§ TAREA REQUERIDA: Edita el tramo del texto sobre la compra de libros que va desde "Leo muy seguido" hasta "en todo Madrid." y reprodúcelo con "computadora" sustituido por "portátil".

§ TEXTO MOSTRADO:
Fiel a mi costumbre de gastar parte de mis quincenas en la compra de libros, ahora una pasión me domina, como a la Valentina, y es tanta mi audacia, como Pancho Pantera, que los adquiero dónde los encuentre. Los libros suelen ser cada día más caros y por eso se nos dificulta tenerlos a la mano. En un país como el nuestro, de raquítico y pinchurriento salario mínimo, el adquirirlos cuesta trabajo.
Leo muy seguido a los novelistas y escritores españoles. Y me sumerjo en esas lecturas y les rasco sus libros por dónde los vea, porque en México algunos de ellos no tienen mucho mercado, aún con ser famosos en tierras hispanas. Prendo mi computadora (ordenador, en España) y me conecto a la biblioteca de El Corte Inglés, que es una tienda como Liverpool, pero a lo bestia: en grande y con tantas cosas que falta respiración cuando se compra en ellas en todo Madrid.
Voy a los libros y escojo algunos. Oscilan sus precios entre los 9 a los 11 y hasta los 21 euros. Pincho los títulos, pago con tarjeta de crédito y los persigno para que lleguen sanos y salvos. Un correo de inmediato me hace ver que ha sido aceptado el pago y que llegarán pronto. Cuento los días, pregunto si llegan. Un correo de ellos mismos, a los pocos días, me dan la mala nueva: espere un poco, un poquito más, como cantaba José José, nos falta un titulo. Espero. Llegan a los días y mi sorpresa ahora es que la compañía que me los trae, que no es otra que la famosísima DHL, me dice que les debo 585 pesos. Joder, les digo como gachupa acojonado, si todo lo pagué: precio y flete y el seguro lo pagaron ellos, los de El Corte Inglés. Lo siento, me dicen por teléfono, son los impuestos. ‘¿Los qué?’, pregunto asombrado como fosfo fosfo cuando le eliminaron a su candidato.

[Entradas de datos extraídos]
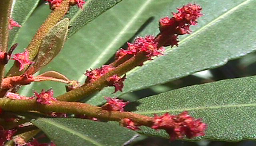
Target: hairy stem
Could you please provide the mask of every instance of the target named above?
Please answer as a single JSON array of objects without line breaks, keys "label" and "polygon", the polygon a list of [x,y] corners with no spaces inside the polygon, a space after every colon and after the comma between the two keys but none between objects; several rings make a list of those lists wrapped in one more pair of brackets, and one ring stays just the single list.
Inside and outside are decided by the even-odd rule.
[{"label": "hairy stem", "polygon": [[[6,52],[8,47],[8,26],[12,4],[12,0],[0,1],[0,51],[3,52]],[[0,64],[0,89],[4,74],[5,66],[5,65]]]},{"label": "hairy stem", "polygon": [[140,65],[147,59],[148,57],[146,57],[144,53],[140,52],[113,70],[101,77],[97,80],[84,84],[60,95],[56,98],[60,101],[74,101],[86,97],[107,86],[108,82],[106,80],[108,78],[116,74],[119,76],[123,74],[135,67]]},{"label": "hairy stem", "polygon": [[0,99],[0,108],[4,110],[13,112],[37,111],[43,112],[55,112],[86,116],[100,120],[119,121],[129,118],[136,123],[150,127],[153,124],[153,118],[127,112],[103,110],[100,107],[86,104],[67,101],[53,101],[51,104],[42,104],[35,100],[11,100]]},{"label": "hairy stem", "polygon": [[[41,130],[35,130],[22,133],[14,137],[20,137],[23,138],[25,142],[29,141],[33,137],[35,136]],[[13,140],[8,141],[5,145],[5,146],[14,146],[14,141]]]}]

§ RESPUESTA ESCRITA:
Leo muy seguido a los novelistas y escritores españoles. Y me sumerjo en esas lecturas y les rasco sus libros por dónde los vea, porque en México algunos de ellos no tienen mucho mercado, aún con ser famosos en tierras hispanas. Prendo mi portátil (ordenador, en España) y me conecto a la biblioteca de El Corte Inglés, que es una tienda como Liverpool, pero a lo bestia: en grande y con tantas cosas que falta respiración cuando se compra en ellas en todo Madrid.